*Work to complete*. Could you copy the rows from the first one up to and including the line with "[[100, 133], [213, 168]]", keeping every line, and shift each coordinate in the answers by adding 9 to it? The sample points in the guidelines stay unchanged.

****************

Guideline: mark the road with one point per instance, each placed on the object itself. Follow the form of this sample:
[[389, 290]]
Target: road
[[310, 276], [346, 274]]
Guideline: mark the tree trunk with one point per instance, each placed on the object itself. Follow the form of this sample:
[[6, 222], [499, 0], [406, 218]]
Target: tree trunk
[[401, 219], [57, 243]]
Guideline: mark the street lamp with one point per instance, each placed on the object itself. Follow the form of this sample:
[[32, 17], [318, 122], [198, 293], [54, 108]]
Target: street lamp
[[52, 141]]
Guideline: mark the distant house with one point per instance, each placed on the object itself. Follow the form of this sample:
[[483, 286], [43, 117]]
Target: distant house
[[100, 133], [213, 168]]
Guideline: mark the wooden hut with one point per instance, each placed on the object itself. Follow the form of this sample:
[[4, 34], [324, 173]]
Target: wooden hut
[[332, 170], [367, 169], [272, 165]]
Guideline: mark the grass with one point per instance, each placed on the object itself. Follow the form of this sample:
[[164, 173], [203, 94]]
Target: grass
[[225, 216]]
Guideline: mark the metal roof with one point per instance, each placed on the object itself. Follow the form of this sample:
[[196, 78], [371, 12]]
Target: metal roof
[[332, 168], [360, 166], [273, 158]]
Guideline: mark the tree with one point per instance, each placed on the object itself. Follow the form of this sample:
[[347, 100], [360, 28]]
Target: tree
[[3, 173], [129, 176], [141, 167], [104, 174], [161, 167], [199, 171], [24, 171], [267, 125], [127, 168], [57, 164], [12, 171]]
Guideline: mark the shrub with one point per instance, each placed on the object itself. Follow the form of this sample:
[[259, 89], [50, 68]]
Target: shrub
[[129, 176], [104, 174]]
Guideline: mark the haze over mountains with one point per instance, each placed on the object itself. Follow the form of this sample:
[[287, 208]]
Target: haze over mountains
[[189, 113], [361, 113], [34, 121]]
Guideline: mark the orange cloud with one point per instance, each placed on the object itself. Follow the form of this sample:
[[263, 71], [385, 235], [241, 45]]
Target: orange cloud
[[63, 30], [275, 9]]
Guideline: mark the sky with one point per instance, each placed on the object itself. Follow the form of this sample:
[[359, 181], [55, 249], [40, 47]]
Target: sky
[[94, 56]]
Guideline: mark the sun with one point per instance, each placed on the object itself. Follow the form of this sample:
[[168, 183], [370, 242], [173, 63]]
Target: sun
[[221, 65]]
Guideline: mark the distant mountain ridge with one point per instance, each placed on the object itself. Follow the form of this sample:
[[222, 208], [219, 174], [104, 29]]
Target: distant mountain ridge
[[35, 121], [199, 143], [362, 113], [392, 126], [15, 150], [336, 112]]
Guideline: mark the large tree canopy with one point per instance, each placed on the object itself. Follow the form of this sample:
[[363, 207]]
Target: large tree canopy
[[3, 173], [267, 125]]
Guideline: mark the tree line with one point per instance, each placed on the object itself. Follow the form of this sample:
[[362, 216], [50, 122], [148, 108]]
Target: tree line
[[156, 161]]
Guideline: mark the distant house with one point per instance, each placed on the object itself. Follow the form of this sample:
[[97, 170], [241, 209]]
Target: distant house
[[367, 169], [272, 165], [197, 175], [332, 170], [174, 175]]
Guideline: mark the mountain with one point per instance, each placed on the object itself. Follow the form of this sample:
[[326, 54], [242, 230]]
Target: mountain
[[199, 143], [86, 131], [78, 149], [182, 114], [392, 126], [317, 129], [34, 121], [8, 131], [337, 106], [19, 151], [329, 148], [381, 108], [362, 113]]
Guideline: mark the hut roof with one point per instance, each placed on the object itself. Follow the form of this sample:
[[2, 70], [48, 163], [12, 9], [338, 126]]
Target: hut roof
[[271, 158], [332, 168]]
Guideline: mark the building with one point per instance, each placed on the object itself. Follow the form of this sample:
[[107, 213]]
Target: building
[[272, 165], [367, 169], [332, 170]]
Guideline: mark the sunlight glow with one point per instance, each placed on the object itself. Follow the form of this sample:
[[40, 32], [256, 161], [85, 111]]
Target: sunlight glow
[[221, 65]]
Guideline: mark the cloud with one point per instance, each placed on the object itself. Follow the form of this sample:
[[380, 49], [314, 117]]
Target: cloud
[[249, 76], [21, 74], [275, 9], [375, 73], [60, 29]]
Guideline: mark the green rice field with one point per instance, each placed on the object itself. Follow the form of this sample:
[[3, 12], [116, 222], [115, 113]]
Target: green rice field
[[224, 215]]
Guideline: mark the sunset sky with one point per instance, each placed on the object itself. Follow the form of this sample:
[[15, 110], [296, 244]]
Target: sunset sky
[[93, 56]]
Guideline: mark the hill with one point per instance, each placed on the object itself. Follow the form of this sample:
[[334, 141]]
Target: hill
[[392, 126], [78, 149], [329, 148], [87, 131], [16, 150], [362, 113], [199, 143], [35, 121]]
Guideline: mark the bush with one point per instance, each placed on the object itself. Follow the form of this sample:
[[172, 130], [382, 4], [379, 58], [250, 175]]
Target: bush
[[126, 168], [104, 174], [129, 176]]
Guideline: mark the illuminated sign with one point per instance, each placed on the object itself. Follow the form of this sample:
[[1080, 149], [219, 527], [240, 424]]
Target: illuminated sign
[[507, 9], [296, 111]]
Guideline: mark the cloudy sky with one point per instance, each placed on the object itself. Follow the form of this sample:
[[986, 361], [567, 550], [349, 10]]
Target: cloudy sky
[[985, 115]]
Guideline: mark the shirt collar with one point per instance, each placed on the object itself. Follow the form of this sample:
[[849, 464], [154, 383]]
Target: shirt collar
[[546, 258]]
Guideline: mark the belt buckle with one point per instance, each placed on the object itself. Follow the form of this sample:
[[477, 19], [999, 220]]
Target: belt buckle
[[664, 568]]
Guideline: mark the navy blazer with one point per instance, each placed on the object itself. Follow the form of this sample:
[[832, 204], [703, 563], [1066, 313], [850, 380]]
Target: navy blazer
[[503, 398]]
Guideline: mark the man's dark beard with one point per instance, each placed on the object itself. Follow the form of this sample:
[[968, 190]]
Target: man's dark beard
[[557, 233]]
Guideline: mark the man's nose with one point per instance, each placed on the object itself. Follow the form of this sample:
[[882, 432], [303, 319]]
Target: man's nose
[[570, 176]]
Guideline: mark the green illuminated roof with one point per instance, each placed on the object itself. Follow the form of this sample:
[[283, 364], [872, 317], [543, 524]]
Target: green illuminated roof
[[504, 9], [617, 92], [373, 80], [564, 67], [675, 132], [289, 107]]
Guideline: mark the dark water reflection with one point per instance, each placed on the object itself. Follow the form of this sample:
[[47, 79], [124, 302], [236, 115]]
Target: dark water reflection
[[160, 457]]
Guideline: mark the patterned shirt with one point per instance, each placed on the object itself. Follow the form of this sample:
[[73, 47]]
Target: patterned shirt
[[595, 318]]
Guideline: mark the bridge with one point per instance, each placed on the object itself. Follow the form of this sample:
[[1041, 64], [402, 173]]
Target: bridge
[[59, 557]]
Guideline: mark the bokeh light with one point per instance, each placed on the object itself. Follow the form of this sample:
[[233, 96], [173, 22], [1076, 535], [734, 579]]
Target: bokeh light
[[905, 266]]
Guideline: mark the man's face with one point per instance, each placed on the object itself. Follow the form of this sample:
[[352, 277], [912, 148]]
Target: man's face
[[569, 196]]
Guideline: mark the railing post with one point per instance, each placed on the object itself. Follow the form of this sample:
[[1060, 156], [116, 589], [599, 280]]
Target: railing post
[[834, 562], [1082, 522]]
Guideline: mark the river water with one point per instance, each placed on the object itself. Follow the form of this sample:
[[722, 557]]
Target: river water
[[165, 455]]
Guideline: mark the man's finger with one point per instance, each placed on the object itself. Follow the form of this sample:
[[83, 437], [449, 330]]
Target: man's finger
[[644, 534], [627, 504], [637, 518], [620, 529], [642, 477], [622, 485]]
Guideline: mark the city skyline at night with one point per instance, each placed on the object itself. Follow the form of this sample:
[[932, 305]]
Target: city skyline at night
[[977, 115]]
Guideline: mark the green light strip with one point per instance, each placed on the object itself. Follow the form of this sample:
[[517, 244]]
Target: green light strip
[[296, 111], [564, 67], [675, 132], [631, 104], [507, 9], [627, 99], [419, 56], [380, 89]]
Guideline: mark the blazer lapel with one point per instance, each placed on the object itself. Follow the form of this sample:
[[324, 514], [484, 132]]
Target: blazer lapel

****************

*Expected answer*.
Guideline: mark the road with one point per instance, each placed on the object itself. Follow the form of this sample:
[[389, 290]]
Target: road
[[319, 285], [355, 283]]
Guideline: mark the tree trunk with one point per instance, each placed on the object itself. Follow the form of this sample:
[[6, 222], [499, 0], [406, 218]]
Target: tree trunk
[[410, 228], [66, 252]]
Guideline: mark the street lamp with one point per instance, each placed on the object itself. Follow the form of this sample:
[[32, 17], [318, 122], [198, 293], [54, 108]]
Target: street lamp
[[61, 150]]
Guideline: mark the distant house with one point per instance, each placed on the object itself. Follow the form of this sample:
[[483, 286], [43, 117]]
Target: distant house
[[109, 142], [222, 177]]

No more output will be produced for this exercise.